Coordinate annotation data
---*---

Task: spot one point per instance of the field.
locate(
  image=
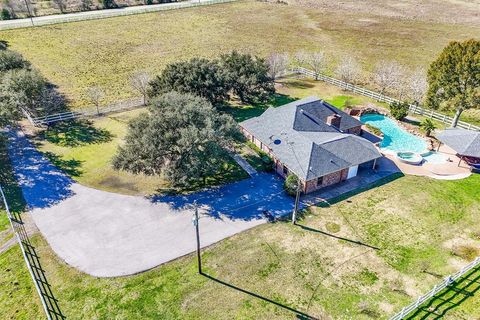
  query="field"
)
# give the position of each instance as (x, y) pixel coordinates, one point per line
(84, 150)
(310, 269)
(78, 55)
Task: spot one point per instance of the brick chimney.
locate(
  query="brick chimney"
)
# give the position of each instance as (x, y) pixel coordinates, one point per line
(334, 120)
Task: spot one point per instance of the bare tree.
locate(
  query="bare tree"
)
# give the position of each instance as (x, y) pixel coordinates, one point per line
(61, 5)
(388, 75)
(278, 64)
(140, 81)
(317, 61)
(418, 86)
(348, 69)
(300, 58)
(96, 95)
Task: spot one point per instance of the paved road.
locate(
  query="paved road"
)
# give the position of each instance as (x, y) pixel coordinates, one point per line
(100, 14)
(107, 235)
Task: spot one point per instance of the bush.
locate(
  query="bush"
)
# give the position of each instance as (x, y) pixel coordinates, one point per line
(374, 130)
(291, 185)
(10, 60)
(200, 77)
(5, 15)
(399, 110)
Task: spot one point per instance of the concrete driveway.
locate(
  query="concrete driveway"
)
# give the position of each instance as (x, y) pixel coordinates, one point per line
(108, 235)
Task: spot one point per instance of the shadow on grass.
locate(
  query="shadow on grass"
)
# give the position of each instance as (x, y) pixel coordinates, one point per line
(12, 190)
(299, 314)
(450, 298)
(230, 172)
(345, 196)
(76, 133)
(243, 112)
(70, 167)
(337, 237)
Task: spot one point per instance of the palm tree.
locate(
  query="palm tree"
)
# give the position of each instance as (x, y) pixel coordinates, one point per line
(428, 126)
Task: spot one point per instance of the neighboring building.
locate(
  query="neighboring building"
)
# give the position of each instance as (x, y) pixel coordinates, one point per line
(313, 140)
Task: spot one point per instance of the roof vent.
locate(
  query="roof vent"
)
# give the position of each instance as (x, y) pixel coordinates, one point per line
(334, 120)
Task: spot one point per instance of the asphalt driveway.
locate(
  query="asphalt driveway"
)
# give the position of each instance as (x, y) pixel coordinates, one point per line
(107, 235)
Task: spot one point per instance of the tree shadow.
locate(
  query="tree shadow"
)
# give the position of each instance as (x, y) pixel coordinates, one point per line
(299, 314)
(298, 84)
(376, 184)
(3, 45)
(76, 133)
(242, 112)
(12, 190)
(70, 167)
(337, 237)
(450, 298)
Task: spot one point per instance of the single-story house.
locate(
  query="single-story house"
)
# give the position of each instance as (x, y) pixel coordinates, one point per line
(312, 139)
(466, 143)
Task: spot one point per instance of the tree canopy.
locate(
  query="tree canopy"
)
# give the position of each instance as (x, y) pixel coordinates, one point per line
(200, 77)
(182, 137)
(248, 77)
(454, 78)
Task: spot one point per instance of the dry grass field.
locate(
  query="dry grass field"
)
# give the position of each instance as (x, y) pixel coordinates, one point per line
(107, 52)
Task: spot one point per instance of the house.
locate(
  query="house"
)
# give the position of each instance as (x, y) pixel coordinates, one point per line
(313, 140)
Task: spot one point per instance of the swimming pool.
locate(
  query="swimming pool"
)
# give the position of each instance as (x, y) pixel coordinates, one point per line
(396, 139)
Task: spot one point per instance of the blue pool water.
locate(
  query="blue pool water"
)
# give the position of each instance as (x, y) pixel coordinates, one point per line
(394, 137)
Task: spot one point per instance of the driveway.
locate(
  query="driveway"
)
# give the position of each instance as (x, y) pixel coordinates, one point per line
(104, 13)
(108, 235)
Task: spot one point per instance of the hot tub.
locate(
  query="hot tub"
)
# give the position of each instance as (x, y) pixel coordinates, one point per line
(409, 157)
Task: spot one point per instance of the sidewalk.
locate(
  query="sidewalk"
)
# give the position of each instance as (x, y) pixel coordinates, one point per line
(105, 13)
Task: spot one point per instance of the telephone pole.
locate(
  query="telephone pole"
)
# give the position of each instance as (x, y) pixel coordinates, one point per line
(195, 221)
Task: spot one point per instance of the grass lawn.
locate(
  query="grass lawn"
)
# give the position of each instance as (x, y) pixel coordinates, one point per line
(84, 150)
(78, 55)
(422, 234)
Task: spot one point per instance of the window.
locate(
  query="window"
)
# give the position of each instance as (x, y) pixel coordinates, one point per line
(319, 181)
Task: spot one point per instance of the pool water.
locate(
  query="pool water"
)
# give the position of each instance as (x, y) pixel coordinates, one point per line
(394, 137)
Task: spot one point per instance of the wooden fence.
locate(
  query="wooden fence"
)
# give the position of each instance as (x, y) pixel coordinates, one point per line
(90, 112)
(436, 289)
(48, 300)
(383, 98)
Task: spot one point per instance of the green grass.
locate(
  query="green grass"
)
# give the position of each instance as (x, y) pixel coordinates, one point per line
(84, 150)
(415, 229)
(78, 55)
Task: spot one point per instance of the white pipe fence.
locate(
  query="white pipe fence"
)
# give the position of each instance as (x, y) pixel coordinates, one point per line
(383, 98)
(436, 289)
(90, 112)
(48, 300)
(104, 13)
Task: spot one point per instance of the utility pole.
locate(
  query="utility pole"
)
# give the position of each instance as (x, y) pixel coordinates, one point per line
(197, 231)
(297, 200)
(29, 12)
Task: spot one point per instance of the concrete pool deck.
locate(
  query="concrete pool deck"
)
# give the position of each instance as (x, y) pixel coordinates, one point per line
(450, 170)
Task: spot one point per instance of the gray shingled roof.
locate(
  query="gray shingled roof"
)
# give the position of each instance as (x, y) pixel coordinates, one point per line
(299, 137)
(464, 142)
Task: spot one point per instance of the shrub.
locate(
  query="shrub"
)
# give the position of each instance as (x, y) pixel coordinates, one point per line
(291, 185)
(428, 126)
(10, 60)
(374, 130)
(399, 110)
(5, 15)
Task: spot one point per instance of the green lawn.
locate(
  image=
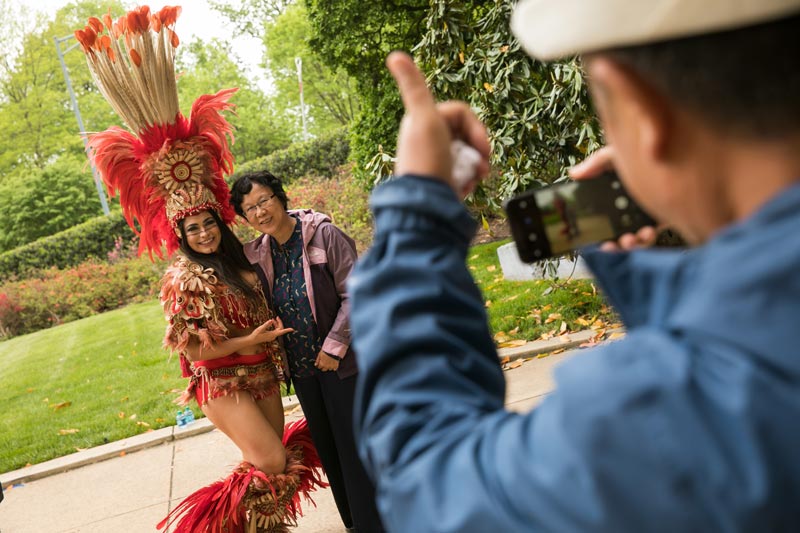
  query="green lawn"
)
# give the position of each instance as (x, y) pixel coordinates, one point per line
(529, 310)
(106, 377)
(85, 383)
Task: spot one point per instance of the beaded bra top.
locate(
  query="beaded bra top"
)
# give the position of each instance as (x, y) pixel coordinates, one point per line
(196, 303)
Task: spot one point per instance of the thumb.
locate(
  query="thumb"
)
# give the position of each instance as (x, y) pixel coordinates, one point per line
(410, 82)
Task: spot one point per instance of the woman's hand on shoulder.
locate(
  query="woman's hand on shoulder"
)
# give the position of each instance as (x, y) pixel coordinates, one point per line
(269, 331)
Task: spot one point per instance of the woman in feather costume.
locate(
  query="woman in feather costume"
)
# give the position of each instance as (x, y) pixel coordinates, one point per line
(168, 171)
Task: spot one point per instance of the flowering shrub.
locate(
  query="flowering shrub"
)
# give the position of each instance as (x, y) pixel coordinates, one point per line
(93, 238)
(341, 198)
(55, 296)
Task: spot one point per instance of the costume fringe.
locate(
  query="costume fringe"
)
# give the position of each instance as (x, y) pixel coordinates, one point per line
(250, 501)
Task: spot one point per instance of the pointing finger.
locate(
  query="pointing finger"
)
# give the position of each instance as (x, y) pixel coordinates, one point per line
(411, 83)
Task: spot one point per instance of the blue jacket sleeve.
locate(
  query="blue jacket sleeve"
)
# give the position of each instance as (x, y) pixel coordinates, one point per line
(429, 416)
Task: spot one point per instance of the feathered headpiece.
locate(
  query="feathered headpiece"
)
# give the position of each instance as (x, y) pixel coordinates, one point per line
(167, 167)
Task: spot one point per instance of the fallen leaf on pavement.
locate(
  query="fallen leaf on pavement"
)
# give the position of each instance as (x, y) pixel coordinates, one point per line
(552, 317)
(512, 344)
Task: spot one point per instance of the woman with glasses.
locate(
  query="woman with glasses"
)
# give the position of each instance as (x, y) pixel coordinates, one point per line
(306, 260)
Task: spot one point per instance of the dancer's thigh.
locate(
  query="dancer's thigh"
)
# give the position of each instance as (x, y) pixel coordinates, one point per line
(243, 421)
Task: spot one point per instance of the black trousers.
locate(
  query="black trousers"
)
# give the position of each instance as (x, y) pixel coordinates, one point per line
(327, 403)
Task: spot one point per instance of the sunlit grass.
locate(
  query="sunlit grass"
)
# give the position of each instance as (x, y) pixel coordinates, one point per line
(85, 383)
(529, 309)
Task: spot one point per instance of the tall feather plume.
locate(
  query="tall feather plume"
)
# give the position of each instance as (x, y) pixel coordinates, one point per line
(169, 167)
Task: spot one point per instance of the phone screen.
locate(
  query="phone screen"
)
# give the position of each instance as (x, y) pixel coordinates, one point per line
(555, 220)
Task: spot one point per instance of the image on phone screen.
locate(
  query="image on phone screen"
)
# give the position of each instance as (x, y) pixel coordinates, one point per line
(561, 218)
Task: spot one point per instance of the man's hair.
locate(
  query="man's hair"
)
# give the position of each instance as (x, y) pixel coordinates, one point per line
(244, 184)
(744, 81)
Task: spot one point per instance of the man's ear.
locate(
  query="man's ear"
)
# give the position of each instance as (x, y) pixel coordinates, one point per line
(629, 106)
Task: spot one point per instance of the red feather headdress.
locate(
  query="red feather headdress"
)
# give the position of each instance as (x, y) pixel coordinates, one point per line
(167, 167)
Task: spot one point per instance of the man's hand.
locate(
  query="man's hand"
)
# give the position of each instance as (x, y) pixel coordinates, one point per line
(427, 129)
(269, 331)
(325, 362)
(594, 165)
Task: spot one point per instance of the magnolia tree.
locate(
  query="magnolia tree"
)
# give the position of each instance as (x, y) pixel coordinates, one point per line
(538, 115)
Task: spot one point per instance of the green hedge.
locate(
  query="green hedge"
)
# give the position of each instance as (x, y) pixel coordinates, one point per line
(93, 238)
(318, 157)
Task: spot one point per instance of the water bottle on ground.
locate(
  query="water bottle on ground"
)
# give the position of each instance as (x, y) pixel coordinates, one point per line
(180, 419)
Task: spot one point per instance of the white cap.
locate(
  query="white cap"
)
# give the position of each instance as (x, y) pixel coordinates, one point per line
(549, 29)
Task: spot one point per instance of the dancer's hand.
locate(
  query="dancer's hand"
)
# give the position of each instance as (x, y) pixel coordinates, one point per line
(269, 331)
(325, 362)
(428, 129)
(601, 161)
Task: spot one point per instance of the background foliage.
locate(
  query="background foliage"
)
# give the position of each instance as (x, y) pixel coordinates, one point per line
(94, 238)
(318, 157)
(538, 115)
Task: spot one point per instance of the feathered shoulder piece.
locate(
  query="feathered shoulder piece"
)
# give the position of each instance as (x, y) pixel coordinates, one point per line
(189, 296)
(167, 167)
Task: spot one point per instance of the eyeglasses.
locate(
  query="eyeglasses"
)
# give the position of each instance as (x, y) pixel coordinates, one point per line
(195, 229)
(261, 204)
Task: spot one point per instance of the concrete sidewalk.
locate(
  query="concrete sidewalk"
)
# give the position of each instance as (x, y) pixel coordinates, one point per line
(149, 474)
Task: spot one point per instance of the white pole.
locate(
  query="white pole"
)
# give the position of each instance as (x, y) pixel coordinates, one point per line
(81, 130)
(299, 64)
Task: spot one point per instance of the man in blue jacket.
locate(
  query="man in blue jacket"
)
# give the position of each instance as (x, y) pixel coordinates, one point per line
(692, 422)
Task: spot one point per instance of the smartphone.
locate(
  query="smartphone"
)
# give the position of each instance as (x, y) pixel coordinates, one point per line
(558, 219)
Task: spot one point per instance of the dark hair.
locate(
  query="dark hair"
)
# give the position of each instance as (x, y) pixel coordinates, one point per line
(745, 81)
(244, 184)
(229, 260)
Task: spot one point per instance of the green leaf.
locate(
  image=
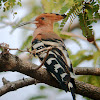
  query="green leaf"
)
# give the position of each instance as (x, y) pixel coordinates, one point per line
(19, 3)
(73, 12)
(96, 56)
(26, 43)
(42, 87)
(80, 57)
(98, 39)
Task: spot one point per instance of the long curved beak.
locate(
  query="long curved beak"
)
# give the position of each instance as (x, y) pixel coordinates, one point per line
(25, 23)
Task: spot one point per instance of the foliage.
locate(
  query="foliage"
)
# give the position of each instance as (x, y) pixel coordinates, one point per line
(8, 4)
(87, 13)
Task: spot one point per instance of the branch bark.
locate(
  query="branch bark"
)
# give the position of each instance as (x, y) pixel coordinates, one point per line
(9, 62)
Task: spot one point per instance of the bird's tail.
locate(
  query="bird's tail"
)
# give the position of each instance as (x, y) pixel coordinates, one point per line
(72, 86)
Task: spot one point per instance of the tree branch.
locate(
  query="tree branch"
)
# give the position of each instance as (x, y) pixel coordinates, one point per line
(11, 86)
(9, 62)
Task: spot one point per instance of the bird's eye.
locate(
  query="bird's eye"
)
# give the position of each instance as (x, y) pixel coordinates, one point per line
(42, 18)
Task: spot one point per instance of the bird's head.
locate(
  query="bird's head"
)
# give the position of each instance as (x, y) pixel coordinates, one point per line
(48, 19)
(45, 19)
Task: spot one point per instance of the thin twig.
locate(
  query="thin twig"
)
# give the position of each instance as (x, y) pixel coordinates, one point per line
(73, 35)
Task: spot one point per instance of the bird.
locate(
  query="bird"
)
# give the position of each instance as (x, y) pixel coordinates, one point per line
(56, 60)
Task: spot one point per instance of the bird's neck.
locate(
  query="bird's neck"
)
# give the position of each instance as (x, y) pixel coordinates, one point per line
(44, 28)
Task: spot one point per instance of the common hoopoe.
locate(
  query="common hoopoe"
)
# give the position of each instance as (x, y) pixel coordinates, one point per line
(57, 61)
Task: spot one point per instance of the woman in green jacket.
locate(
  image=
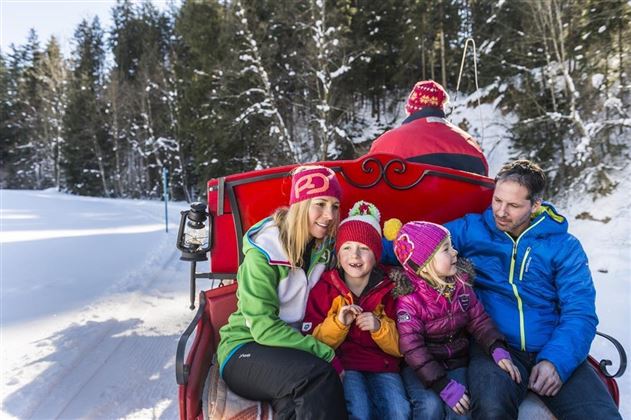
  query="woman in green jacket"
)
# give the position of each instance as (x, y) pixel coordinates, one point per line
(262, 353)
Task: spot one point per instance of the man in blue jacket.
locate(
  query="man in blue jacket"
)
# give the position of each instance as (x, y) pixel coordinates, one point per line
(533, 279)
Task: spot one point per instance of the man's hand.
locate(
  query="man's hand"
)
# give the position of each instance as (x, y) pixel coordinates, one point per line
(367, 321)
(508, 366)
(544, 379)
(348, 313)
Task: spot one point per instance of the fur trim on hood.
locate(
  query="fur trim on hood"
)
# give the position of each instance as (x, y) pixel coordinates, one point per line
(404, 286)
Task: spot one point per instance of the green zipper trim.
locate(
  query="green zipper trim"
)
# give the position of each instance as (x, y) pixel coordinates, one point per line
(523, 264)
(522, 328)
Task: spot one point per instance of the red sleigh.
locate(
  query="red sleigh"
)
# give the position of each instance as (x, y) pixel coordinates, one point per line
(408, 191)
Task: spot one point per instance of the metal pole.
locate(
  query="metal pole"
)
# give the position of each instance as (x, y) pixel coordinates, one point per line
(192, 284)
(165, 194)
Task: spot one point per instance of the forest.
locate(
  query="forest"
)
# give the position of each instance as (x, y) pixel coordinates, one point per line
(209, 88)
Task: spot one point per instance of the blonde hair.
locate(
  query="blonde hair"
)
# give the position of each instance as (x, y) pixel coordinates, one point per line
(293, 224)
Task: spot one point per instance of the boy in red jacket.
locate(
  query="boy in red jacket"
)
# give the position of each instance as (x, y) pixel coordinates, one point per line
(352, 310)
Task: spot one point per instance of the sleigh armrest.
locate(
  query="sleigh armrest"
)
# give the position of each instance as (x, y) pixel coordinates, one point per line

---*---

TASK DETAILS:
Recast the lines from the one containing "Task: spot one point per instance of the sleigh" through the end of the data as a numbered list, leaving out any blank lines.

EXERCISE SOLUTION:
1. Task: spot one point per instance of the sleigh armrest.
2. locate(
3.   query="sleigh armrest"
4. )
5. # give the position of each instance as (x, y) pixel coordinates, one point per line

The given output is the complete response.